> [TASK DESCRIPTION]
Can you rewrite only the rows that begin at the line containing "Quiz Question: What are the coordinates of the rear bumper" and stop after the line containing "[396, 245, 589, 353]", keeping every line and adjusting each bounding-box coordinate in the answers by -5?

> [SOURCE MATERIAL]
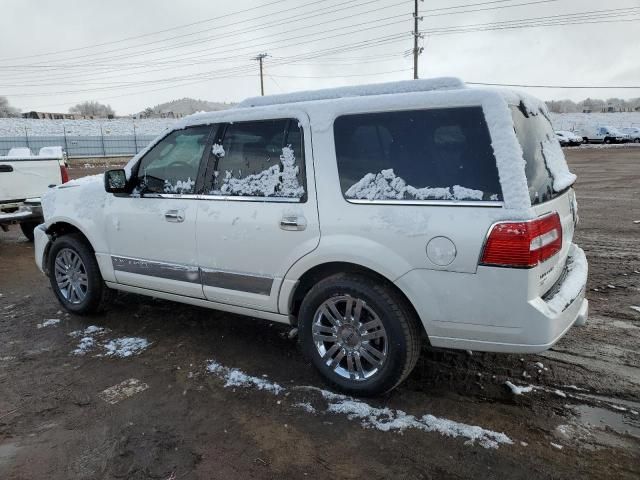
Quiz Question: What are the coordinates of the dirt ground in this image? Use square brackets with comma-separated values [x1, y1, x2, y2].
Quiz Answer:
[0, 148, 640, 480]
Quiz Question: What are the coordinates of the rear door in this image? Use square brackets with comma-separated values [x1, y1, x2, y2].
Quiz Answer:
[0, 152, 62, 202]
[196, 118, 320, 312]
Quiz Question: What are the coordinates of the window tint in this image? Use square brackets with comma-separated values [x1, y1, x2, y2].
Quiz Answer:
[211, 119, 305, 199]
[138, 126, 211, 193]
[511, 106, 560, 205]
[334, 107, 502, 200]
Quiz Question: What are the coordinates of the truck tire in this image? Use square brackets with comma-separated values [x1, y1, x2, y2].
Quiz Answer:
[299, 273, 421, 396]
[48, 234, 115, 315]
[20, 222, 40, 242]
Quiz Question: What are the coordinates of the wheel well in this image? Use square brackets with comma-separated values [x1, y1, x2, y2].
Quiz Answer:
[42, 222, 94, 271]
[289, 262, 426, 334]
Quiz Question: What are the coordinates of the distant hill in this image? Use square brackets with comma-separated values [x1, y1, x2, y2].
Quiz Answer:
[140, 98, 235, 116]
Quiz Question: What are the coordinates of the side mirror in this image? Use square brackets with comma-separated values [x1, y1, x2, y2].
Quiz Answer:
[104, 169, 127, 193]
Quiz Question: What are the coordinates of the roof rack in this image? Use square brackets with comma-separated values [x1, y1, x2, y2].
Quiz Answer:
[236, 77, 465, 108]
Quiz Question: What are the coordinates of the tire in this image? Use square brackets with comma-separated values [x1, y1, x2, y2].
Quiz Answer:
[20, 222, 40, 242]
[298, 273, 421, 396]
[48, 234, 115, 315]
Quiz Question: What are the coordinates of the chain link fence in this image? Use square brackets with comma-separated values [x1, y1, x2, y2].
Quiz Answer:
[0, 134, 157, 158]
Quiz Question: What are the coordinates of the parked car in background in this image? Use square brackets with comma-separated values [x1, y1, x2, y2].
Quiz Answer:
[0, 143, 69, 241]
[620, 127, 640, 143]
[35, 79, 588, 395]
[556, 130, 583, 147]
[581, 126, 628, 143]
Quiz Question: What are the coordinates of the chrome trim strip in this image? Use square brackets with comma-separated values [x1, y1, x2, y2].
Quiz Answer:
[345, 198, 504, 208]
[200, 268, 273, 295]
[134, 193, 304, 203]
[111, 255, 201, 283]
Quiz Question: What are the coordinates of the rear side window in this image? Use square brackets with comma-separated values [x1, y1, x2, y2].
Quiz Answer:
[210, 119, 305, 199]
[333, 107, 502, 201]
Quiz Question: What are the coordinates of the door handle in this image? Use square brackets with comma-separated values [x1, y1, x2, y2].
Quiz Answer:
[280, 216, 307, 231]
[164, 210, 184, 223]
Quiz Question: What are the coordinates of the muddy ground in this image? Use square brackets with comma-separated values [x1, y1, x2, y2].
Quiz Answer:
[0, 148, 640, 480]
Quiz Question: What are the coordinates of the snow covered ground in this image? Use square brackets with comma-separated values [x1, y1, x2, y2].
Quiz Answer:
[0, 112, 640, 137]
[551, 112, 640, 131]
[0, 118, 175, 137]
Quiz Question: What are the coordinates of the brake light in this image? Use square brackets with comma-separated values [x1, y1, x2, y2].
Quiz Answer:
[60, 165, 69, 183]
[480, 213, 562, 268]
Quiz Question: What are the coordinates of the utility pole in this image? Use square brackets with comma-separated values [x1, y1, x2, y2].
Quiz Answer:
[253, 53, 269, 97]
[413, 0, 424, 80]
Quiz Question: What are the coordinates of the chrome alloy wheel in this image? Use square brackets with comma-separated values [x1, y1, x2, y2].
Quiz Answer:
[311, 295, 389, 381]
[55, 248, 89, 305]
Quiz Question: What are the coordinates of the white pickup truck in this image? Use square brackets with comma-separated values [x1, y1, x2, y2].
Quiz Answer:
[0, 143, 69, 241]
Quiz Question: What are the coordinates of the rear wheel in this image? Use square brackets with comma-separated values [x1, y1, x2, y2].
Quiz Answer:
[299, 274, 420, 395]
[48, 234, 113, 315]
[20, 222, 40, 242]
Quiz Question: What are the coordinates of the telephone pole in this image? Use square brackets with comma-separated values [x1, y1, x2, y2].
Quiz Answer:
[413, 0, 424, 80]
[253, 53, 269, 97]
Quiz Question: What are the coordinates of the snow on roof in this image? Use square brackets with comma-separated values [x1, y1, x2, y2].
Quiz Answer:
[237, 77, 465, 108]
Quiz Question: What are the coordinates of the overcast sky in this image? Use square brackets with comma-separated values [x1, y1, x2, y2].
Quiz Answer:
[0, 0, 640, 115]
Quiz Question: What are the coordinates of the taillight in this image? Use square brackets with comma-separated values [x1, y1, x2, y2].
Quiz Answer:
[480, 213, 562, 268]
[60, 165, 69, 183]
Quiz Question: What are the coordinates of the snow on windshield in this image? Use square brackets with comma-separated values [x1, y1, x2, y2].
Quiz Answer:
[345, 168, 484, 200]
[211, 145, 304, 198]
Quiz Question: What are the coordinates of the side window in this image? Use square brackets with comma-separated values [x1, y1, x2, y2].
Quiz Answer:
[333, 107, 502, 200]
[137, 126, 211, 193]
[210, 119, 305, 201]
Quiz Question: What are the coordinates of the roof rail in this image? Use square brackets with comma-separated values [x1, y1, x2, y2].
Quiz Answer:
[236, 77, 465, 108]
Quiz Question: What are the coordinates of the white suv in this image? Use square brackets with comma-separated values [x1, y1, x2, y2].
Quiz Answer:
[35, 79, 588, 394]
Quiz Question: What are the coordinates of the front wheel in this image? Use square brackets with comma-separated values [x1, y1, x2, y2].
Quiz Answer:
[299, 274, 421, 395]
[48, 234, 113, 315]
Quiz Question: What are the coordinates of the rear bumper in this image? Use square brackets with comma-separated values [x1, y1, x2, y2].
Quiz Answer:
[0, 198, 43, 225]
[396, 245, 589, 353]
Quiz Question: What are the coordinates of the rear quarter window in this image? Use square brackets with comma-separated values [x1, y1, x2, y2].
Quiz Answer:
[334, 107, 502, 201]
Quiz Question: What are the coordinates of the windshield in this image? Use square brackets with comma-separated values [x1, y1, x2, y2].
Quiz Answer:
[511, 106, 562, 205]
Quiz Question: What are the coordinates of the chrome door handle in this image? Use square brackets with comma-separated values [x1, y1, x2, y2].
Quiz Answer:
[280, 217, 307, 231]
[164, 210, 184, 223]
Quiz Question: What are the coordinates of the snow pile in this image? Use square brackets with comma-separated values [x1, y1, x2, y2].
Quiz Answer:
[69, 325, 151, 358]
[211, 143, 224, 158]
[37, 318, 60, 328]
[547, 244, 589, 313]
[345, 168, 484, 200]
[98, 337, 149, 358]
[211, 145, 304, 198]
[504, 380, 533, 395]
[206, 360, 513, 448]
[207, 360, 284, 395]
[164, 177, 196, 194]
[542, 134, 577, 192]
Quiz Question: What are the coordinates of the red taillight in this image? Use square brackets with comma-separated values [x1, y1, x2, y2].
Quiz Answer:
[60, 165, 69, 183]
[480, 213, 562, 268]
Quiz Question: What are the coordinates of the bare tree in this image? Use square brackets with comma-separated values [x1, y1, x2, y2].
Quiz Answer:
[0, 96, 20, 118]
[69, 101, 115, 118]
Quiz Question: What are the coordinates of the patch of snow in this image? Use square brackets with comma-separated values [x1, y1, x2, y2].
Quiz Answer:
[504, 380, 533, 395]
[211, 145, 304, 198]
[207, 360, 284, 395]
[547, 244, 589, 313]
[37, 318, 60, 328]
[211, 143, 224, 158]
[98, 337, 150, 358]
[345, 168, 484, 200]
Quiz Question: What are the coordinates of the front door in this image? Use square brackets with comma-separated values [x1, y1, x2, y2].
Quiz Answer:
[105, 126, 212, 298]
[196, 118, 320, 312]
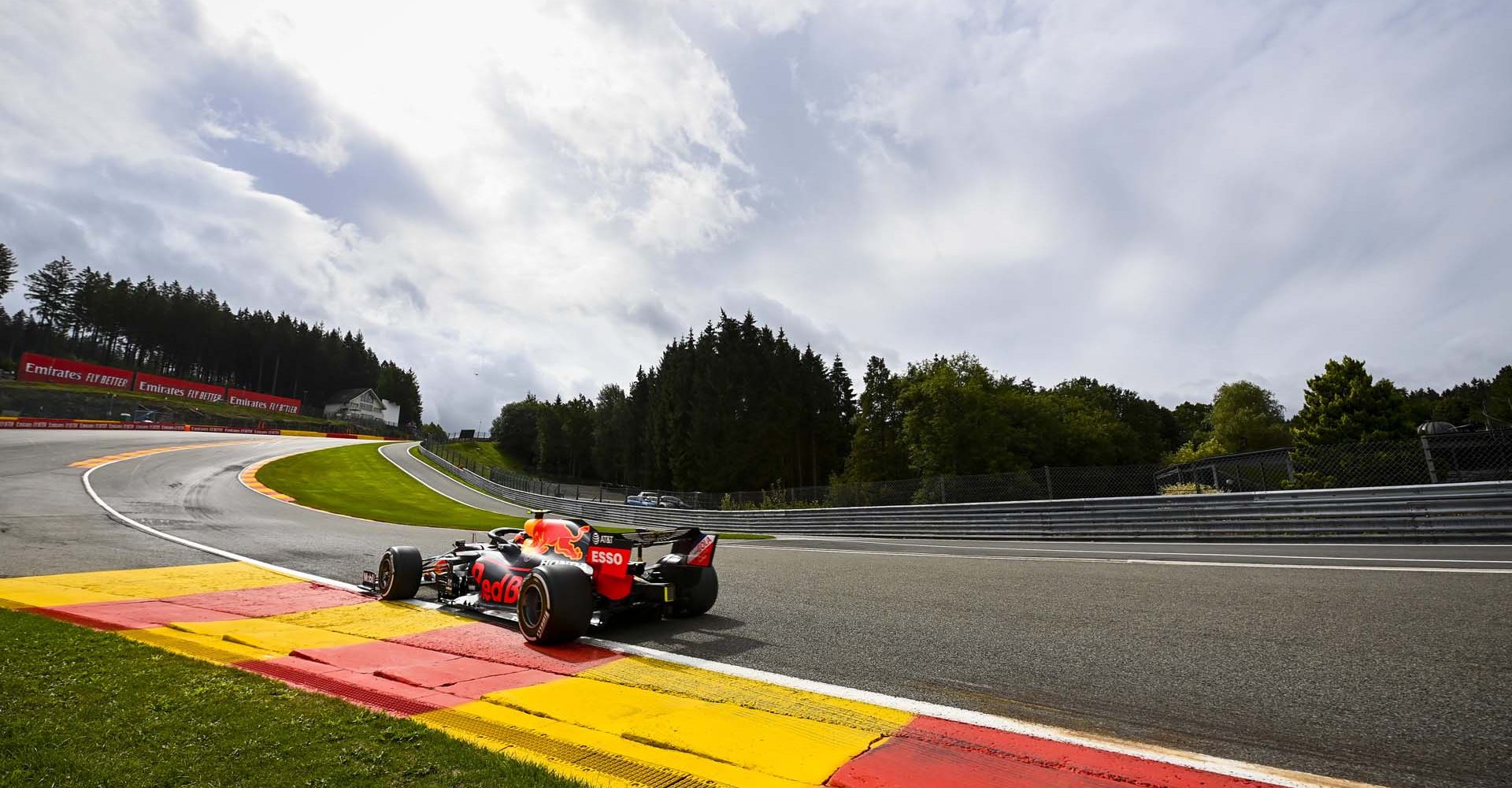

> [EXERCISE RESPONSE]
Quiz Question: What are the coordinates of the rear bumper in this image? Use square brackets with comma-separated values [x1, y1, x2, y2].
Quiz Answer:
[-5, 193, 38, 220]
[391, 240, 584, 348]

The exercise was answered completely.